**JOB**
Gather every line of the listing below that contains the word "metal", and copy each one out. Case counts.

>> BEGIN

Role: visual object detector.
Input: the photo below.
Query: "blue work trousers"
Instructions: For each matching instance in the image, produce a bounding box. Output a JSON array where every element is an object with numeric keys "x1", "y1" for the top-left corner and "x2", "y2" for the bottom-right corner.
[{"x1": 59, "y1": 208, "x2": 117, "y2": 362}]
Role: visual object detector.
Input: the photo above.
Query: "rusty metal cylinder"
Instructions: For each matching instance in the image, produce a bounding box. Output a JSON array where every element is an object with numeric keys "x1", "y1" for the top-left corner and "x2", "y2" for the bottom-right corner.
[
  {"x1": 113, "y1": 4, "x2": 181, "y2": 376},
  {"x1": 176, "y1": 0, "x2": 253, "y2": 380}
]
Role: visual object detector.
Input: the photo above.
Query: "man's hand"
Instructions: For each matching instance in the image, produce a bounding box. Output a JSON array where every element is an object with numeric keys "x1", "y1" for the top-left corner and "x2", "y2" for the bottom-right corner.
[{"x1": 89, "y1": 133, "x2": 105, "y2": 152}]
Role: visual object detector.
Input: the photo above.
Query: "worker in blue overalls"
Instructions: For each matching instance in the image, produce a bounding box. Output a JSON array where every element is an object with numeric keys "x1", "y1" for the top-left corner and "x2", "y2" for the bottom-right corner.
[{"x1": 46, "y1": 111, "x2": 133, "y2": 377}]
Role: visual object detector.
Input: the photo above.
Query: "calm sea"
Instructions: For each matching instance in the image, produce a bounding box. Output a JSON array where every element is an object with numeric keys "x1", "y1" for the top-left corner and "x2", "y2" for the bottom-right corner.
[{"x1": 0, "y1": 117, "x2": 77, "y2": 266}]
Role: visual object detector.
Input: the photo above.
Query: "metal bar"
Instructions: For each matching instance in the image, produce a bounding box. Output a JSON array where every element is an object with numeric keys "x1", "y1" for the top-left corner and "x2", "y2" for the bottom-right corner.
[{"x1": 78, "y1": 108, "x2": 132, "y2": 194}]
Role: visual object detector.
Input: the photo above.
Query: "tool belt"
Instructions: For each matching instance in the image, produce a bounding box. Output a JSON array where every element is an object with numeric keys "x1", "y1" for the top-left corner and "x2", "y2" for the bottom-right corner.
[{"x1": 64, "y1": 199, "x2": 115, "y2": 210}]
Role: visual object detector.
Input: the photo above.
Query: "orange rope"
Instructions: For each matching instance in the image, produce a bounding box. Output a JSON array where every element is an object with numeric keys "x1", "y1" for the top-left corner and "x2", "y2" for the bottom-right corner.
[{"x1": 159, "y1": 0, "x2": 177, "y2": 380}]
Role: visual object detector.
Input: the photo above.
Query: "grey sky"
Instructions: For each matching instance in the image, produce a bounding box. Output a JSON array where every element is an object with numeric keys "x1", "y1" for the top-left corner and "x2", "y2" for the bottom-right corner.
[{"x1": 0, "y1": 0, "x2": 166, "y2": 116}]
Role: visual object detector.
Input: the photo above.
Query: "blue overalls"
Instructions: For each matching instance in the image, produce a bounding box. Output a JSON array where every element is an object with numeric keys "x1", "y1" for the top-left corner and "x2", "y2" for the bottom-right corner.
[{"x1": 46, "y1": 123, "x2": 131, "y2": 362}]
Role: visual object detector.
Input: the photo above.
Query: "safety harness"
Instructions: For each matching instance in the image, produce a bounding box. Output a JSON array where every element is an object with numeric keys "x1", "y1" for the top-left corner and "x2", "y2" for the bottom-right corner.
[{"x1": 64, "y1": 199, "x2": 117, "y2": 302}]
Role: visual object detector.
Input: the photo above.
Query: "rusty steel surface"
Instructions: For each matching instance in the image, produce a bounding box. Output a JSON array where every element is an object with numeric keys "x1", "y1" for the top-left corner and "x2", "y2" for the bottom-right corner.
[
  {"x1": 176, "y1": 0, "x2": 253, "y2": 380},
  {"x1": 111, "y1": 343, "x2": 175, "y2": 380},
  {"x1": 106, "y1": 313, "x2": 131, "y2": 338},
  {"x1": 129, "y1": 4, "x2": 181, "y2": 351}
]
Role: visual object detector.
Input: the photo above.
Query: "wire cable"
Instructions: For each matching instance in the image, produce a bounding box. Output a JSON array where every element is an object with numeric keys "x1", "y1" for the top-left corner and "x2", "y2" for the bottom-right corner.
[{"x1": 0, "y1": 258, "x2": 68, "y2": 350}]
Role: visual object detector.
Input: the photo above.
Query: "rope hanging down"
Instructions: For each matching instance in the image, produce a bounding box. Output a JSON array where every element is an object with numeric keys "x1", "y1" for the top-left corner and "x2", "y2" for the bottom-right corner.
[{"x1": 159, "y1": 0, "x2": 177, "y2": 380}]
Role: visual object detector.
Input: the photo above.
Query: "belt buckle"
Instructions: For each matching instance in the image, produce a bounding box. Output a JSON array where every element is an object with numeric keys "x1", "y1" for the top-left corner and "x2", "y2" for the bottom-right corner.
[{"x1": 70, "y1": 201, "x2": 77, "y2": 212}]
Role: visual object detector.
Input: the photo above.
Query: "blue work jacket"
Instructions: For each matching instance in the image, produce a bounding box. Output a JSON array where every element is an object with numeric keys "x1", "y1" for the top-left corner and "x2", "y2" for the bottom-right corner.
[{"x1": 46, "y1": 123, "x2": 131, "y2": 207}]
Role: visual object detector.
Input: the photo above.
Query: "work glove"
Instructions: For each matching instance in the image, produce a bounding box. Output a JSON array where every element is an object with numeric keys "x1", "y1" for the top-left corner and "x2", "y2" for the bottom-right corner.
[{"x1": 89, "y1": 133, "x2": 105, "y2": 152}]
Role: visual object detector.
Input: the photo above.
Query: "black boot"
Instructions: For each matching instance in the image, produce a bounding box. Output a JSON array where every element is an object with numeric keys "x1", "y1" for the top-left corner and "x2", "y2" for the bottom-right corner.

>> END

**EXERCISE SOLUTION**
Query: "rusty metal cylinder"
Query: "metal bar"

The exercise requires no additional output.